▶ _AIM OF THE EXERCISE_:
Please convert the rows between the line containing "of the cabinet" and the line containing "[[89, 113], [269, 134], [116, 162]]", inclusive, into a two-column CSV with the headers request and answer. Give one line per row, with each field in double quotes and any line breaks inside a field replaced by spaces.

▶ _Location identification rows_:
--*--

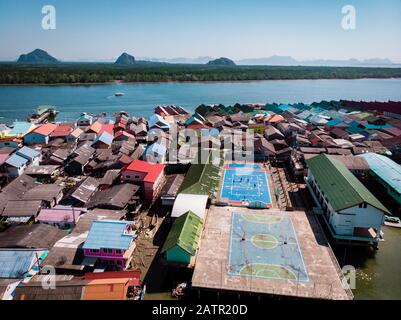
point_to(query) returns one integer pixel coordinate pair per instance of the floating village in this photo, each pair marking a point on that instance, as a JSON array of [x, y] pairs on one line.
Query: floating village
[[229, 201]]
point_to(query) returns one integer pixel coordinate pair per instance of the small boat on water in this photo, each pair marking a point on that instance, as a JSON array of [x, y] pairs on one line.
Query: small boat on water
[[43, 114], [390, 221]]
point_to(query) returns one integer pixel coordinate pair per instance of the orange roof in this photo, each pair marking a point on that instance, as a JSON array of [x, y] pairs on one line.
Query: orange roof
[[45, 129], [106, 289], [96, 127], [133, 276], [62, 130], [153, 170], [275, 118], [124, 133]]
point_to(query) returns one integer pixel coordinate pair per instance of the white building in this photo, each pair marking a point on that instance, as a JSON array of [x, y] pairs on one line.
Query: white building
[[350, 210]]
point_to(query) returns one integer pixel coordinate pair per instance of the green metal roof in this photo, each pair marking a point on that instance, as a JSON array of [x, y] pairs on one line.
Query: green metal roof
[[185, 233], [342, 189], [202, 179]]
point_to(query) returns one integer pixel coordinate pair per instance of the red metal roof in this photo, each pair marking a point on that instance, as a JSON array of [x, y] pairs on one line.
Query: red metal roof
[[153, 170], [134, 275], [124, 133], [62, 130], [45, 129]]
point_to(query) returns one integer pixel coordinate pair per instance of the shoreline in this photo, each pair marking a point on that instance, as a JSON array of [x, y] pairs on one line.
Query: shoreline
[[62, 84]]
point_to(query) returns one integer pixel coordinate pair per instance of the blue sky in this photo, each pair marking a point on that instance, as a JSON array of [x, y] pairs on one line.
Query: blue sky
[[102, 29]]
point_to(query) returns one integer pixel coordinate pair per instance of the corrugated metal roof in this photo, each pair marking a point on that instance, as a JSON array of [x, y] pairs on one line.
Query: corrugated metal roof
[[16, 161], [342, 189], [108, 234], [20, 128], [16, 263], [385, 168], [28, 153], [185, 233], [45, 129], [104, 137]]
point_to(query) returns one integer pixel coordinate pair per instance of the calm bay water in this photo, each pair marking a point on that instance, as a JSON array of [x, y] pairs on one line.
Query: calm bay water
[[378, 272], [16, 102]]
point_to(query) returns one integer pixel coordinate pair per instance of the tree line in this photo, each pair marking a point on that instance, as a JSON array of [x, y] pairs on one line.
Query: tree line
[[70, 73]]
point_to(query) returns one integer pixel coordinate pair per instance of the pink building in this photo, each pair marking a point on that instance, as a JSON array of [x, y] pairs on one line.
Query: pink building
[[111, 242]]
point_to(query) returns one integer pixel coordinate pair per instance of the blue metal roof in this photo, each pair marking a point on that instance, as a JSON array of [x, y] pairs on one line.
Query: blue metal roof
[[108, 234], [105, 137], [385, 168], [28, 153], [16, 263], [85, 117], [157, 148], [374, 126], [154, 119], [16, 161]]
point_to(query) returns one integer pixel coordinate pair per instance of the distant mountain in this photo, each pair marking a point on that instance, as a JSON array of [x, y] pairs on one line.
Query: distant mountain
[[271, 61], [125, 58], [221, 62], [37, 56]]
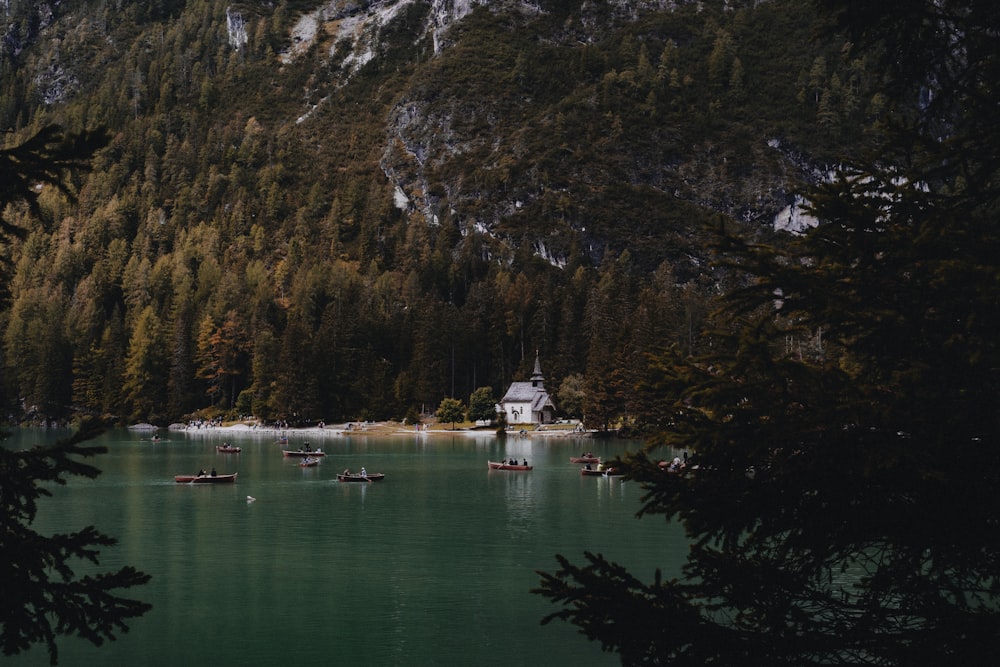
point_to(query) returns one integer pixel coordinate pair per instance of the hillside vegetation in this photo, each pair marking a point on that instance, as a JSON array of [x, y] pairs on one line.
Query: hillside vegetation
[[305, 233]]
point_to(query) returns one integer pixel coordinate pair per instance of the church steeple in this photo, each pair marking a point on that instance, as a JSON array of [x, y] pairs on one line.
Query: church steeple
[[537, 379]]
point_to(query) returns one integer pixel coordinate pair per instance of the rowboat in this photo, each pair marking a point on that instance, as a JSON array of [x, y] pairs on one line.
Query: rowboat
[[205, 479], [358, 477], [500, 465], [595, 472], [300, 452]]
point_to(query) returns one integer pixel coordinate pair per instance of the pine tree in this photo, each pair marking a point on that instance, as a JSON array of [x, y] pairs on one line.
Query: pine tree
[[840, 502]]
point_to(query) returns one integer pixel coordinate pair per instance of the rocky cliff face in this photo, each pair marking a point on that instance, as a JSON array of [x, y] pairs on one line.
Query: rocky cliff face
[[567, 126]]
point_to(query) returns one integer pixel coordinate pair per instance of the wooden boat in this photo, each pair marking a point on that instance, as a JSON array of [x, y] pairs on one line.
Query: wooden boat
[[358, 477], [205, 479], [500, 465]]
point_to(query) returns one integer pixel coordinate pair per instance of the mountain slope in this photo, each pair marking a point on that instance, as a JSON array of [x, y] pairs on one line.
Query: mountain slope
[[343, 209]]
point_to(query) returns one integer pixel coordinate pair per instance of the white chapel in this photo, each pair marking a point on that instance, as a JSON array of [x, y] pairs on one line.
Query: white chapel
[[529, 402]]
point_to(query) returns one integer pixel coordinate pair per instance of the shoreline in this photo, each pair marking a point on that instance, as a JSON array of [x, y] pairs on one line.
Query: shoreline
[[350, 429]]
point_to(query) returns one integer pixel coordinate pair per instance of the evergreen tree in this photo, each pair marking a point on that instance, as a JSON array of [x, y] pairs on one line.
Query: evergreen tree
[[482, 405], [450, 411], [43, 596]]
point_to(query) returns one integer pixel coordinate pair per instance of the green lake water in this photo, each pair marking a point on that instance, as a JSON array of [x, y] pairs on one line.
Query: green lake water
[[431, 566]]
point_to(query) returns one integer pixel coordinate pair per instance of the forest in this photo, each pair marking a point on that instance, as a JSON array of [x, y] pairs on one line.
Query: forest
[[312, 239]]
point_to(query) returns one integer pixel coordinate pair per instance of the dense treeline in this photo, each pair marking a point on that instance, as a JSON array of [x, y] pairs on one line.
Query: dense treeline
[[237, 246]]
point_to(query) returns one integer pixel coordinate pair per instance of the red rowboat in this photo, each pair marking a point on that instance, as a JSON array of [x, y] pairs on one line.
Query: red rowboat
[[358, 477], [205, 479]]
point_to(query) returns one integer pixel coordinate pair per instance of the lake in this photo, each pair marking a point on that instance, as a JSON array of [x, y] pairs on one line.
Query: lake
[[431, 566]]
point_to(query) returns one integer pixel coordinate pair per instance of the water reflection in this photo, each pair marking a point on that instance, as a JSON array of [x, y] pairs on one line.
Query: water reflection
[[430, 566]]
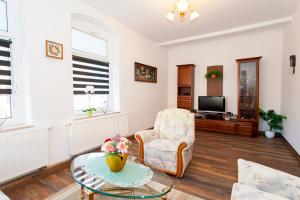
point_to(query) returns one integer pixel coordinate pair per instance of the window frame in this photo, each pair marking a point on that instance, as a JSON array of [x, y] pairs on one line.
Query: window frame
[[19, 115], [6, 8], [80, 53]]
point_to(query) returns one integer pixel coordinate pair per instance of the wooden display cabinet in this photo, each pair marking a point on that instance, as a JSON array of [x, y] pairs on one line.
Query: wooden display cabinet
[[185, 86], [248, 96]]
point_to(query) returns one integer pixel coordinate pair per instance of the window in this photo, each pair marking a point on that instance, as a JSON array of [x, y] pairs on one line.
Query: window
[[90, 72], [3, 15], [5, 78]]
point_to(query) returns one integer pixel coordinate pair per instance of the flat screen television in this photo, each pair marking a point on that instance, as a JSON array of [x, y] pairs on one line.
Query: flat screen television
[[211, 104]]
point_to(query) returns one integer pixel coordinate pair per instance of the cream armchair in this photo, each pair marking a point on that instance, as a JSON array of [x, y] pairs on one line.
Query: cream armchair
[[168, 147], [259, 182]]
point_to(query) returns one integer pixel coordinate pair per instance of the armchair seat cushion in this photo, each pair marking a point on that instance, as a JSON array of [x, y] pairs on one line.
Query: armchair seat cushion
[[162, 149]]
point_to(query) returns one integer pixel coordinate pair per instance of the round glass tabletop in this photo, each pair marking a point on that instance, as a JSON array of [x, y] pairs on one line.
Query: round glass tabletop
[[91, 172]]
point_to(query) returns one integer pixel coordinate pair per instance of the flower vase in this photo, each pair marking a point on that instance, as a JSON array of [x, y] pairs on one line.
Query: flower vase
[[89, 113], [213, 76], [116, 162]]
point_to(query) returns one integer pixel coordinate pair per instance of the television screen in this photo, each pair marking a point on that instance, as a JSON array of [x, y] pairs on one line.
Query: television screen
[[211, 103]]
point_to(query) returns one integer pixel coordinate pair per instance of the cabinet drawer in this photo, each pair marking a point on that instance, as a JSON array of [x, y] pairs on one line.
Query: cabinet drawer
[[184, 98], [207, 126], [184, 104], [227, 127]]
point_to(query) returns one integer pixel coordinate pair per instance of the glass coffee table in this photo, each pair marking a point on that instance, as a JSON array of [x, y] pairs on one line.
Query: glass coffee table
[[87, 172]]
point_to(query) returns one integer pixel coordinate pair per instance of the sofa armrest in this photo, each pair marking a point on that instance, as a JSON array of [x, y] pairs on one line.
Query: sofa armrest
[[147, 135], [268, 179], [143, 137], [189, 141]]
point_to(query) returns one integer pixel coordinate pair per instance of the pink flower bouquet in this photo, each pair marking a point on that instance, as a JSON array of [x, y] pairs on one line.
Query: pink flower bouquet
[[116, 145]]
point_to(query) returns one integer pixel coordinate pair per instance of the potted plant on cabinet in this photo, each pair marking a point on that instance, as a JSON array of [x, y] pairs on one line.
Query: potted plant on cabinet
[[214, 74], [273, 120]]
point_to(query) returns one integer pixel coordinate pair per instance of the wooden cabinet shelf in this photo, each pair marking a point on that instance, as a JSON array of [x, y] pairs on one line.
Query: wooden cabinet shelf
[[221, 126]]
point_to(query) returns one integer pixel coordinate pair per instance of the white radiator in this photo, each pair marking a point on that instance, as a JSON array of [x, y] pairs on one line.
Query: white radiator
[[86, 134], [22, 151]]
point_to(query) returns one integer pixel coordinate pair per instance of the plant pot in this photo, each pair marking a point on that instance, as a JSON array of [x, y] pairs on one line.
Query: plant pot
[[89, 113], [269, 134], [116, 162]]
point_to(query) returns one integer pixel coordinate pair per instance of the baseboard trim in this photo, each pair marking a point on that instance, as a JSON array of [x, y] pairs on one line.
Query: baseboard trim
[[291, 148]]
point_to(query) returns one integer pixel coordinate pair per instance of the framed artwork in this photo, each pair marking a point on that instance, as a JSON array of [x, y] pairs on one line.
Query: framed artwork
[[145, 73], [54, 50]]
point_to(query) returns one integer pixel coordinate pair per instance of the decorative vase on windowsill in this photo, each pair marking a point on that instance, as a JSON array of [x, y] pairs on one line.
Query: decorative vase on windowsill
[[116, 149], [89, 90]]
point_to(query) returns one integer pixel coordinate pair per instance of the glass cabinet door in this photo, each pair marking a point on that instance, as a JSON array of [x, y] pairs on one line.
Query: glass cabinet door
[[248, 87]]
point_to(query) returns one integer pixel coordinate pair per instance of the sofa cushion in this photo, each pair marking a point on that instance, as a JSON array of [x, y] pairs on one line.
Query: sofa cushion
[[268, 179], [245, 192]]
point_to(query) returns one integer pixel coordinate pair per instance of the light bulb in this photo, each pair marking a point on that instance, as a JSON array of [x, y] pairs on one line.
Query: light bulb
[[170, 16], [193, 15], [182, 5]]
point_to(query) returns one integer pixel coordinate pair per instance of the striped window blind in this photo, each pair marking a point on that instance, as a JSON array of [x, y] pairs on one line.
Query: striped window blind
[[5, 67], [90, 72]]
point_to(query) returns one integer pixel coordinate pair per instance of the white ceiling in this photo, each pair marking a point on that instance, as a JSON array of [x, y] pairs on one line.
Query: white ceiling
[[148, 16]]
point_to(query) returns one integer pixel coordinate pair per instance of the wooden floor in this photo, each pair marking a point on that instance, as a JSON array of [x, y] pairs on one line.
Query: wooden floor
[[210, 175]]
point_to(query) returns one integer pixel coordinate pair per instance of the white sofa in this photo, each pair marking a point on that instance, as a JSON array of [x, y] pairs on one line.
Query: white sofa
[[258, 182], [168, 147]]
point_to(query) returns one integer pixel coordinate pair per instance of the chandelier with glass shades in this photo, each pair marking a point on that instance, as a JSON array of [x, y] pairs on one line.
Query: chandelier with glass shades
[[182, 8]]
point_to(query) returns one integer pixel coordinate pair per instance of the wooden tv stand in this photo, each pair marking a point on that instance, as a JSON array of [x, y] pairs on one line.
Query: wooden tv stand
[[217, 125]]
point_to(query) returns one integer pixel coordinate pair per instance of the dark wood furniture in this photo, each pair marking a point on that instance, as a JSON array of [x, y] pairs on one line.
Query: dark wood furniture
[[185, 86], [248, 96], [213, 125]]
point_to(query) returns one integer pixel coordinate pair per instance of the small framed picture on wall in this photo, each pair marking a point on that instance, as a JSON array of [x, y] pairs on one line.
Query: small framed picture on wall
[[54, 50]]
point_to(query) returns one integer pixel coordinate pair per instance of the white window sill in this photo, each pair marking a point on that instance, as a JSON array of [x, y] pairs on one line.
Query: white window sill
[[83, 116], [14, 127]]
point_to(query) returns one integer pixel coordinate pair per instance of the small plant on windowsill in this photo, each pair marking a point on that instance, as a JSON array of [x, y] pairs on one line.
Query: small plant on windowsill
[[274, 121], [89, 90], [214, 74], [89, 112]]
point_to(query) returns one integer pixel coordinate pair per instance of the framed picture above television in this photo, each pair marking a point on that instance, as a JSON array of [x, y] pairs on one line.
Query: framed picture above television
[[145, 73]]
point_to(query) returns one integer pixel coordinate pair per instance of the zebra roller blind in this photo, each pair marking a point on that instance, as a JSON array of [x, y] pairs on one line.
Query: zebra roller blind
[[90, 72], [5, 67]]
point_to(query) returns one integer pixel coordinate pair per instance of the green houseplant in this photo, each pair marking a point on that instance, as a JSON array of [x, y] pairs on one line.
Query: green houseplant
[[89, 112], [214, 74], [273, 120]]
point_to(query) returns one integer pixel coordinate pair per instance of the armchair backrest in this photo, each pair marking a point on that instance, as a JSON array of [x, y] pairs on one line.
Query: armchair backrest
[[174, 123]]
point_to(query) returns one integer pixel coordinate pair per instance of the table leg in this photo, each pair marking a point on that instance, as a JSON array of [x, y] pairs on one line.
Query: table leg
[[82, 193]]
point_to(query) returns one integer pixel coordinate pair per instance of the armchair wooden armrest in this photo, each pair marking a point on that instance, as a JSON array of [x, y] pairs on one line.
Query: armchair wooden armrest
[[143, 137]]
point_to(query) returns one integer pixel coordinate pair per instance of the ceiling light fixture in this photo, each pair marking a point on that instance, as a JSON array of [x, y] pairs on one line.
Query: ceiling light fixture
[[182, 8]]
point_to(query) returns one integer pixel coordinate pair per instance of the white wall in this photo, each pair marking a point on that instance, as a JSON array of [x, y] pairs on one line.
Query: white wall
[[50, 80], [224, 51], [291, 83]]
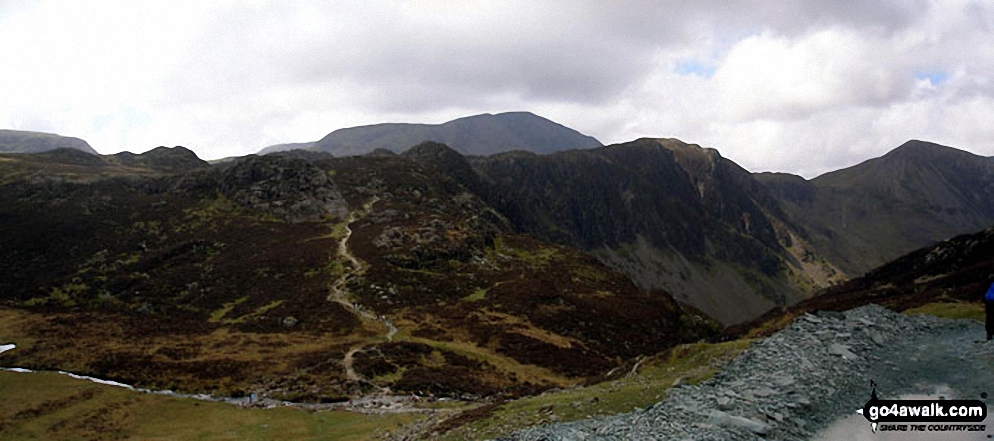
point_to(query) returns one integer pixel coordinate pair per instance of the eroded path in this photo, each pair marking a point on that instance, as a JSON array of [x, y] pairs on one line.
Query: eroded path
[[338, 292]]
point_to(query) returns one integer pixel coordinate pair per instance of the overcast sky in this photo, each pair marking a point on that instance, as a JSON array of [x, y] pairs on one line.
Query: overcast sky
[[804, 87]]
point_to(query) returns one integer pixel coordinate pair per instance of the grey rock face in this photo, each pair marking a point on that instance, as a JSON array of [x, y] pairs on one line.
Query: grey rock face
[[794, 383]]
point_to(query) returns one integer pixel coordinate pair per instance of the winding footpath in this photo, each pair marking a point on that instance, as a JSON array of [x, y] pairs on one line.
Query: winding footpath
[[338, 294], [794, 384]]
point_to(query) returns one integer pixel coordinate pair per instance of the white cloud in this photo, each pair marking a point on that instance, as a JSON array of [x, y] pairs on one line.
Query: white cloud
[[802, 87]]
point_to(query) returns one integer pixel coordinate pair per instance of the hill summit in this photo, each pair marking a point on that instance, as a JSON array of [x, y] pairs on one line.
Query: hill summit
[[473, 135], [18, 141]]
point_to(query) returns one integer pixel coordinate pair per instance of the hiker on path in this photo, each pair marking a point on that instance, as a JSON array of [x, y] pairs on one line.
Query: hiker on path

--*--

▶ _WRITTEN ANSWER_:
request,answer
"point_to(query) returns one integer pixel coordinate pair per instance of the cabinet drawer in this photo, each pair marking a point on that instance, as a JSON array of [x, y] pairs on one line. Query: cabinet drawer","[[184, 98], [207, 126], [184, 104], [227, 127]]"
"point_to(query) returns one integer pixel coordinate pair per instance of the glass coffee table in this photo, each pair marking a point on that instance, as a JSON array of [x, y] pairs on one line. Query: glass coffee table","[[87, 172]]"
"point_to(query) returns one integer pixel coordinate pair per instance of the sofa armrest in this photo, each pair marking a point on that instance, as a JSON array of [x, y] pairs on one line. Query: sofa armrest","[[147, 135], [268, 179], [143, 137], [189, 141]]"
"point_to(query) returns one integer pixel coordinate pair per instance of the pink flower bouquet in this photo, each pair marking a point on that instance, as a JSON array of [x, y] pairs on one line. Query: pink flower bouquet","[[116, 145]]"
"point_to(query) returns one integer pixel coordinate pair per instance of the potted plant on cabinet in this photo, each pair marking a point on that instance, as a JSON array of [x, y] pairs on one line. Query: potted plant on cabinet","[[214, 74], [273, 120]]"
"point_to(query) returns one integer pixel coordinate pair per instance of the wooden cabinet shelf in this photo, each pair marking a point on that instance, as a JSON array of [x, y] pairs on one line. Query: wooden cabinet shelf","[[221, 126]]"
"point_to(query) returns one integer pixel coordinate pair per instance of the white radiator in this photo, each pair marking a point on that instance, as a JSON array of [x, y] pairs on one line. Query: white radiator","[[86, 134], [22, 151]]"
"point_to(query) returns one integer pixel coordinate pair per instance of the plant pot in this photo, each pair marking a point on that instance, as a JSON array of [x, y] pairs on one line. Query: plant pot","[[89, 113], [269, 134], [116, 162]]"